• **Excerpt**:
-- BEGIN --

Christian and Ben, your new book is a deep and wide academic study that aims to fundamentally change the way we think about state repression and how to stop it. The book looks at 250 examples of state repression between 1976 and 2006, and focuses on large-scale severe repression—the worst, most savage violent kinds of repression. And you don’t just look at one kind of policy that’s thought to stop repression. You look at everything.
You start the book by telling the story of the government-backed campaign of violence in the Darfur region of Sudan, which started in 2003, and led to the deaths of hundreds of thousands of people. The atrocities in Darfur drew significant international attention. Celebrities organized fundraisers around it. The U.N. sent in peacekeepers. The ICC opened investigations into charges of genocide and war crimes. Reading that bit of your book, a lot of memories flooded in for me because I was part of that tide—I was one of the people who cared a lot about Darfur, and I went to events and I read books. But that huge swell of support and political attention to try to stop the violence didn’t stop it. And this is part of what your book is all about.
Christian, you’re a veteran, obviously in the academic space on state repression. You’ve focused on this for a long time. And Ben, post-conflict justice and how to stop violence against civilians is also central for focus in your career. So, why did you decide to write this book now?
Christian Davenport: My immediate response would be, it’s not for now. It was for then, now, and later. The book emerged from this kind of coevolution of Ben and myself, of the field of political repression, state repression, human rights violation, which has been stuck now for a couple of decades.
It’s very much a sociology of knowledge issue. First, we were working on conceptualization, then we were working on, okay, what might work and how are we thinking about it? And then things exploded. Everyone has their variable or policy du jour. It’s the thing that they believe in, the thing that they advocate for, and they kind of give short shrift to others.
One of the reasons that Ben and I partnered was because we believed the different variables/policies might matter and that it would be better to cover all of them together as opposed to individually. And so in many respects, the book emerged out of our awareness of the state of knowledge. We were led to comprehensiveness because we realized how fragmented and siloed these different folks were, and that the way to overcome that was to try to address it as comprehensively and as thoroughly as possible.
In many respects, we went back to the ground. We were just like, okay, what’s worth doing? And I think what’s worth doing is: how does one stop this phenomenon?
Ben Appel: I largely agree with that. We are kind of boxed off in our different silos and our different concepts. I typically have focused on international law, the International Criminal Court. I wanted to take a more holistic approach to really compare and contrast the different policies that have been put out there by different scholars and activists.

-- END --

• **Records supplied**:
-- BEGIN --

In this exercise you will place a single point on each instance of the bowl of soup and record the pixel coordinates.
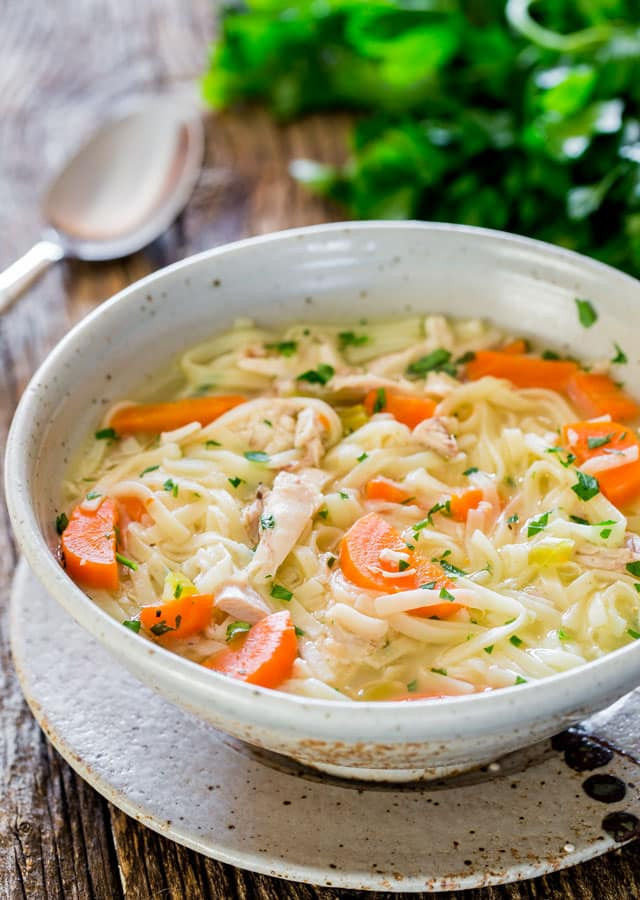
(366, 495)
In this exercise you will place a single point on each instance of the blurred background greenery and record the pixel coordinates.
(523, 116)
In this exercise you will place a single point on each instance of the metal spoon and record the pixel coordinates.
(118, 193)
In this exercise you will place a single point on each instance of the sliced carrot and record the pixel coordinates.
(381, 488)
(89, 545)
(265, 656)
(599, 395)
(157, 417)
(461, 504)
(406, 408)
(515, 348)
(178, 618)
(360, 555)
(620, 485)
(523, 371)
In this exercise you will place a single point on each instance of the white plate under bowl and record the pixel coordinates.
(259, 811)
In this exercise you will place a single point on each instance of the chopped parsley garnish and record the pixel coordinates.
(621, 357)
(236, 628)
(320, 375)
(106, 434)
(256, 456)
(538, 524)
(171, 487)
(579, 520)
(350, 339)
(586, 313)
(586, 487)
(437, 361)
(125, 561)
(281, 593)
(381, 400)
(594, 442)
(61, 522)
(284, 348)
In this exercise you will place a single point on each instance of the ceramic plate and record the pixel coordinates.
(527, 815)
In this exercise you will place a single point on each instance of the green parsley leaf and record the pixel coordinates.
(284, 348)
(537, 525)
(257, 456)
(61, 522)
(586, 313)
(106, 434)
(125, 561)
(587, 486)
(236, 628)
(321, 375)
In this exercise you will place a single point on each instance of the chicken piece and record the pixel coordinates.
(292, 503)
(241, 602)
(611, 559)
(434, 434)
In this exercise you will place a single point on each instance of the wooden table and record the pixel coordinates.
(64, 66)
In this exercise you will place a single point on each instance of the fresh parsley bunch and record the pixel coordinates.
(523, 116)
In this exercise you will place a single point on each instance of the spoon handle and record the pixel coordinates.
(19, 275)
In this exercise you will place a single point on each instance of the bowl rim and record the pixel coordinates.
(229, 695)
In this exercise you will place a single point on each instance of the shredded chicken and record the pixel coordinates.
(242, 602)
(288, 509)
(434, 434)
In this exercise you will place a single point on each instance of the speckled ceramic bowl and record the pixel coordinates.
(328, 272)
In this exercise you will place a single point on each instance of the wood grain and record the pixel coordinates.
(64, 67)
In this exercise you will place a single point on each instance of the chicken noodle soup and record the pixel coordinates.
(387, 511)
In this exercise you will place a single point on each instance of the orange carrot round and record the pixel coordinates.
(178, 618)
(406, 408)
(157, 417)
(89, 545)
(265, 656)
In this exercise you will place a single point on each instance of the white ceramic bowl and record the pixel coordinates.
(329, 272)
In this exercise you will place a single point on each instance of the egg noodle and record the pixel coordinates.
(532, 567)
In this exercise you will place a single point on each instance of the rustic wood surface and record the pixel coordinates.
(64, 66)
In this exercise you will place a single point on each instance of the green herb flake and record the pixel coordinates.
(381, 400)
(236, 628)
(284, 348)
(321, 375)
(257, 456)
(538, 524)
(62, 521)
(586, 487)
(586, 313)
(280, 593)
(621, 357)
(125, 561)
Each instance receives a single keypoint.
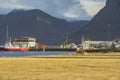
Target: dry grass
(60, 68)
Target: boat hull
(14, 49)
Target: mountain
(36, 23)
(104, 26)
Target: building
(25, 42)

-- END --

• **Objectives**:
1. Copy the rows word for word, beginning at the line that contains "handle and record the pixel coordinates." and stopping after the final line of the rows, and leave the pictures out.
2. Write the next part of the interview on state repression, picking up after its last sentence.
The interview on state repression has no connection to the rows.

• **Set of answers**:
1.
In this exercise you will place a single point on each instance of the spoon handle and record the pixel coordinates.
(19, 275)
In this exercise you will place a single point on each instance of the bowl rim and record the pixel coordinates.
(229, 695)
In this exercise you will place a single point on each instance of the shredded chicken and record the pixel coordinates.
(242, 602)
(288, 509)
(434, 434)
In this exercise you will place a single point on each instance of the speckled ceramic bowl and record the pixel coordinates.
(328, 272)
In this exercise you will place a single point on each instance of the wood grain and record the pixel coordinates.
(64, 67)
In this exercise you will place a single point on each instance of the chicken noodle soup and record the pixel coordinates.
(387, 511)
In this exercise you will place a single point on each instance of the orange carrot round and record the pixel coordinates.
(178, 618)
(406, 408)
(157, 417)
(89, 545)
(265, 656)
In this exercise you will place a single point on each instance of the white ceramic bowl and record the pixel coordinates.
(329, 272)
In this exercise you will place a single point on each instance of the egg noodle and record the pixel coordinates.
(532, 567)
In this exercise you will place a single point on each instance of the rustic wood surface and record the pixel coordinates.
(64, 66)
In this exercise you will place a single point on each instance of the green herb flake and record the pixel coordinates.
(381, 400)
(236, 628)
(284, 348)
(321, 375)
(257, 456)
(538, 524)
(62, 521)
(586, 487)
(586, 313)
(280, 593)
(621, 357)
(125, 561)
Each instance receives a single keypoint.
Target: dry grass
(60, 68)
Target: boat hull
(14, 49)
Target: mountain
(36, 23)
(104, 26)
Target: building
(25, 42)

2.
We were also focusing on rethinking state repression. Everyone did state repression the same way, using the same data, with the same thinking behind it. But we were like, wait a second. State repression varies across a continuum. Maybe we want to focus on the worst cases because that’s what people really often care about—the atrocities, right? North Korea, China, Russia, Iran. The worst-case scenarios. That’s one thing. And two, we wanted to rethink it conceptually as a life cycle of repression. And we wanted to focus on: how do we end these terrible situations?
I was surprised, reading the introduction, given that state repression is such a huge force of violence in the world, that it seems to have received comparatively less attention from social scientists than things like terrorism or revolutions. Is this an understudied area—and why?
Christian Davenport: So first off, governments fund scholarship, and governments facilitate access to information. Governments would like you to help them resolve their problems. And that’s why Minerva [a U.S. Department of Defense funding mechanism for social science research] will never give out grants to help understand why states engage in violent behavior. Why would they want to study themselves? That’s not what they do. So we end up having more information, more resources, and more understanding of these other types of phenomena.
And this is the big thing that folks don’t wish to talk about. You mentioned civil war, which does involve governments, but even in that literature, the problem is the insurgents. It’s like if they just understood their place, there would be no problem.
So, relatively speaking, we know much less about repression because there’s been historically less attention given to it. Now, what we know now in 2022 compared to like the late 1980s—there are hundreds of people doing repression and human rights stuff now. There was a handful of us at that particular time period. So the field has grown, but relative to, I mean, post-9/11, the field of terrorism went from a dozen people to many dozens. Civil war literature over the 1990s also exploded.
But most of that literature is focused on the insurgent problem. These habits of thought return in many ways to reveal exactly what we do or do not know.
Ben Appel: It kind of hits too close to home, right? We’re studying ourselves and the bad things that we do at times. It’s difficult for governments. They’re not going to support or fund that. I also think that state repression is hard to study. Governments are incentivized to hide their repression.
Christian Davenport: I rarely make some of these connections, but I don’t think it’s bizarre to have some African Americans and some Jewish people and some Palestinians—folks that have suffered from state repression—studying this particular topic. I felt more than comfortable accepting that, yes, the U.S. government engaged in violent behavior, being an African American. I felt very comfortable going, okay, yeah, they can engage in human rights violations too. And then that kind of feeds you into thinking about other people who are suffering as well.
So what is state repression and why do governments do it?
Christian Davenport: We don’t use this language in the book, but I’m feeling more in line with moving in this direction. I view it as a weapon of the weakest. I mean, we’re told, “use your words,” and that it’s bullies who use coercion and force. And this gets us back to the power debate. I view state repression as a power attempt directed by political authorities against the body politic—literally human bodies—in an attempt to alter their behavior or ideas. But it’s because they have nothing else that they’re able to do effectively.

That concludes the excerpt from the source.